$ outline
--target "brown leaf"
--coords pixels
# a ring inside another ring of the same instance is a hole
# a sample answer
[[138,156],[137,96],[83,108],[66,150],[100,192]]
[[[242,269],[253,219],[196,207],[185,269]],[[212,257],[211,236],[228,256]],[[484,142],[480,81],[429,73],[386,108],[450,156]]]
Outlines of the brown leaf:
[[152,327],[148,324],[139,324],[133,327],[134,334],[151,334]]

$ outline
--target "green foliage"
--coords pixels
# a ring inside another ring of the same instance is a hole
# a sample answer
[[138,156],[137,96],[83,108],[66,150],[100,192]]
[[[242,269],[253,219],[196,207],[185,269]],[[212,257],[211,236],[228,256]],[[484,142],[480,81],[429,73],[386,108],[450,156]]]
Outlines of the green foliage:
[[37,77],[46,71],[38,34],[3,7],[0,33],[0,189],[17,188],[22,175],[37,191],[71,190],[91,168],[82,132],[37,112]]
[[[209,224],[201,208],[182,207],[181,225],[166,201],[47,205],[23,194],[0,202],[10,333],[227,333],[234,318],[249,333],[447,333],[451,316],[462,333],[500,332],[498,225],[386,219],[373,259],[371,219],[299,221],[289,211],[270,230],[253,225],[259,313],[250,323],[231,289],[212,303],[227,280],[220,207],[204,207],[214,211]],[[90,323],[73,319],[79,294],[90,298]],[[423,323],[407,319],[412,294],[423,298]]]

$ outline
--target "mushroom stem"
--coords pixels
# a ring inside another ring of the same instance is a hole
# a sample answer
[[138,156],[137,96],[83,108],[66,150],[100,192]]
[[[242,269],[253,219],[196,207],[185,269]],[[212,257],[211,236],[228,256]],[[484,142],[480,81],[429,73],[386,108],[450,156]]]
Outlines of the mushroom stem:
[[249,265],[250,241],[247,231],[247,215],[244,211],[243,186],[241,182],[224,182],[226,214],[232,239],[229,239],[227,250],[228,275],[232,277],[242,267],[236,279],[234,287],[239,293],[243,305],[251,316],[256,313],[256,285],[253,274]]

☆ ☆ ☆ ☆

_Exercise task_
Rewrite each listing above with "hole" replaced by "cutout" wherever it occurs, and keep every other line unchanged.

_Complete answer_
$ outline
--target "brown leaf"
--coords pixels
# a ring inside another ring of the same instance is a cutout
# a sample answer
[[138,156],[137,96],[83,108],[66,150],[100,192]]
[[[242,269],[253,219],[196,207],[185,269]],[[212,257],[211,236],[228,256]],[[484,142],[480,81],[429,73],[386,108],[450,156]]]
Outlines of the brown leaf:
[[152,327],[148,324],[139,324],[133,327],[134,334],[151,334]]

$ outline
--target "green foliage"
--coords pixels
# a ring inside another ring of the same instance is a cutout
# a sample answer
[[138,156],[137,96],[83,108],[66,150],[100,192]]
[[[242,269],[253,219],[196,207],[185,269]],[[212,257],[211,236],[228,256]],[[484,142],[480,81],[429,73],[386,108],[450,156]]]
Outlines of the green foliage:
[[37,77],[46,71],[38,34],[3,7],[0,33],[0,189],[17,188],[22,175],[37,191],[71,190],[91,168],[82,132],[37,112]]
[[[209,224],[201,208],[182,207],[181,225],[166,201],[47,205],[23,194],[0,202],[10,333],[227,333],[234,318],[249,333],[447,333],[451,316],[462,333],[500,332],[498,225],[386,219],[373,259],[371,219],[299,221],[289,211],[270,230],[253,225],[259,313],[250,323],[231,289],[212,303],[227,280],[220,207],[204,207],[214,211]],[[90,323],[73,319],[79,294],[90,298]],[[423,323],[407,319],[412,294],[423,298]]]

$ outline
--target "mushroom stem"
--coords pixels
# a ring inside another ring of the same instance is a cutout
# a sample answer
[[138,156],[137,96],[83,108],[66,150],[100,192]]
[[[242,269],[253,219],[196,207],[185,269]],[[212,257],[211,236],[228,256]],[[484,142],[480,81],[429,73],[386,108],[450,156]]]
Outlines of the mushroom stem:
[[249,265],[250,241],[247,231],[247,215],[244,211],[243,186],[241,182],[224,182],[226,214],[232,239],[229,239],[227,250],[228,275],[232,277],[242,267],[236,279],[234,287],[239,293],[243,305],[251,316],[256,313],[256,285],[253,274]]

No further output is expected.